◆ Problem description
Using the biography of Kenneth Newman, explain in one to three sentences how he came to join the Metropolitan Police.

◆ Passage provided
────────────────────────────────────────

Commissioner of Police of the Metropolis
- In office 1982–1987
- Monarch: Elizabeth II
- Prime Minister: Margaret Thatcher
- Preceded by: Sir David McNee
- Succeeded by: Sir Peter Imbert

Chief Constable of the Royal Ulster Constabulary
- In office 1976–1980
- Preceded by: Sir Jamie Flanagan
- Succeeded by: Sir Jack Hermon

Personal details
- Born: Kenneth Leslie Newman 15 August 1926 Hackney, London, England, UK
- Died: 4 February 2017 (aged 90)
- Profession: Police officer

= Kenneth Newman =

British Chief Constable and Police Commissioner (1926–2017)

Sir Kenneth Leslie Newman (15 August 1926 – 4 February 2017) was a senior British police officer. He was Chief Constable of the Royal Ulster Constabulary (RUC) from 1976 to 1980, and Commissioner of the Metropolitan Police from 1982 to 1987. He is best known for initiating a major reform and restructure of the Metropolitan Police during his tenure as Commissioner and for seeing the RUC replace the British Army as the dominant security force in Northern Ireland during his tenure as Chief Constable.

==Early life and career==
Newman was born on 15 August 1926 in Hackney, London and grew up in North Bersted. He joined the Royal Air Force in 1942, three days after his 16th birthday. After basic training, Newman trained to be a wireless operator at No. 1 Radio School RAF when he was nicknamed "Jankers" but he did not complete the course and remustered to become a Mechanical Transport Driver. Completing his training, Newman served for two years with the RAF Far East Air Force.

==Career==

===Life in the Met===
On his return to England, he promptly joined the Palestine Police Force in the British Mandate of Palestine, where he served as a uniformed officer before being seconded to the Palestine Special Branch as a detective. When the Palestine Police were disbanded in 1948, the Metropolitan Police sent several recruitment officers from London to convince interested officers to transfer to the Met - Newman signed up and returned to London shortly afterwards where he was stationed at Bow Street.

────────────────────────────────────────

◆ Stored data
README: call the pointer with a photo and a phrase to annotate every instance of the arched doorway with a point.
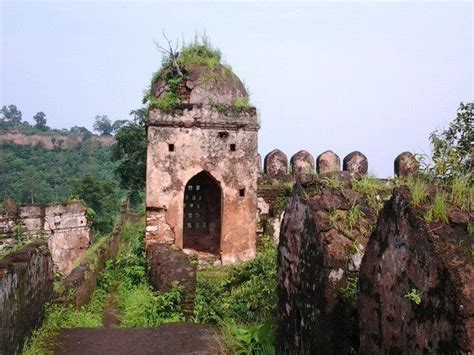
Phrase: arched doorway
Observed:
(202, 214)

────────────────────────────────────────

◆ Solution
When the Palestine Police were disbanded in 1948, the Metropolitan Police sent several recruitment officers from London to persuade interested officers to transfer to the Met. Newman signed up and returned to London shortly afterwards, where he was stationed at Bow Street.